━━━ Quoted passage
Italian Fascists Are Always A Tool Of Capital
Now that Giorgia Meloni has been in power for a while we can assess her true colours, in contrast to her campaign rhetoric. As the CBC noted:
When campaigning for national Italian elections in late 2022, Meloni stood in the same historic Piazza del Popolo in Rome. There, as leader of Brothers of Italy, a once-outlier party with neo-Fascist roots, she railed against the left, migration and a European Union she said was intent on destroying Europe's Christian identity. Shortly after, she became Italy's first female prime minister.
But instead, she is becoming part of the EU establishment while attempting to develop a cult of personality along the lines of Mussolini (who was a creation of the Italian elite to push back the gains of Italian Socialism):
A year and a half later, Meloni's look is more polished, her tone more measured, her approach more personal: she's encouraging supporters to think of her simply as "Giorgia" and to write her first name only on the ballot.
As Losurdo details in his excellent Democracy Or Bonapartism, one of the elite’s tools to blunt the possible political economic effects of electoral democracy was to personalize politics in the shape of the “Great Leader” and members of parliament that represent individual constituencies; akin to localized power brokers. In this way the political parties would be reduced in power, and the public driven to vote for personalities rather than politics.
Meloni has swiftly made allies with senior EU functionaries and the capitalist elite, who have shown enough flexibility and compromise to help Meloni cover up her mendacious behaviour. Again, the CBC:
Consequently, Ursula von der Leyen, the president of the European Commission who has made it clear she will not work with Orban and the likes, says she would team up with Meloni — putting the Italian leader in position to become queenmaker.
"She is clearly pro-European, against [Russian President Vladimir] Putin, she's been very clear on that one, and pro-rule of law," von der Leyen said last month during an election debate. "If this holds … then we offer to work together."
Already the two have worked together to seal controversial deals between the EU and North African countries to block migrant departures.
If Meloni were to back von der Leyen's centre-right European People's party (EPP), the choice would be one to calm markets and protect Italy's more than $300 billion Cdn in EU pandemic recovery funds, the lion's share of EU help.
Showing their true colours, the EU leadership will give a free pass to Meloni to implement illiberal domestic cultural policies. Just like Berlusconi (the multi-billionaire media oligarch who lead Italy from 1994-1995, 2001-2006 and 2008-2011) before her and who was central to the neoliberalization of Italy, she will practice economic neoliberalism paralleled with illiberal culture war; while handling the EU much more deftly than Berlusconi.
Italy will continue to decline economically while she and her backers make out like bandits. Meloni has made no attempts to reverse the self-harming anti-Russia sanctions which are having a devastating effect on parts of the Italian economy. It will be interesting to see if she falls in line with any self-harming EU actions against China.
━━━━━━
━━━ Material provided
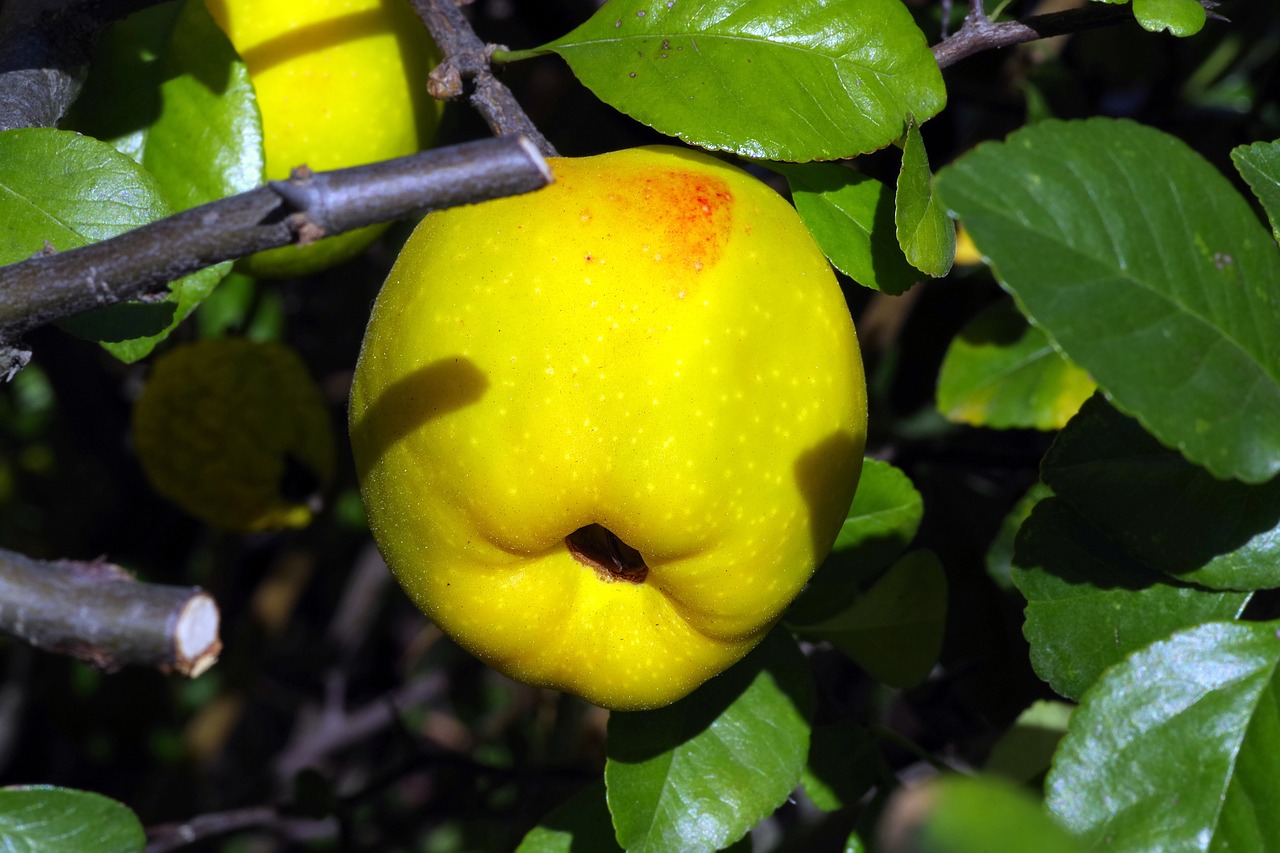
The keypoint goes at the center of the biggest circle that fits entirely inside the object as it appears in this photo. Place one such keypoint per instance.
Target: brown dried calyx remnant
━━━━━━
» **What to work on**:
Please answer these questions about the article on Giorgia Meloni:
1. In which square in Rome did Meloni stand while campaigning for the late 2022 elections?
2. Which book by Losurdo does the article cite?
3. In which years did Berlusconi lead Italy?

» **Expected output**:
1. Piazza del Popolo
2. Democracy Or Bonapartism
3. 1994-1995, 2001-2006 and 2008-2011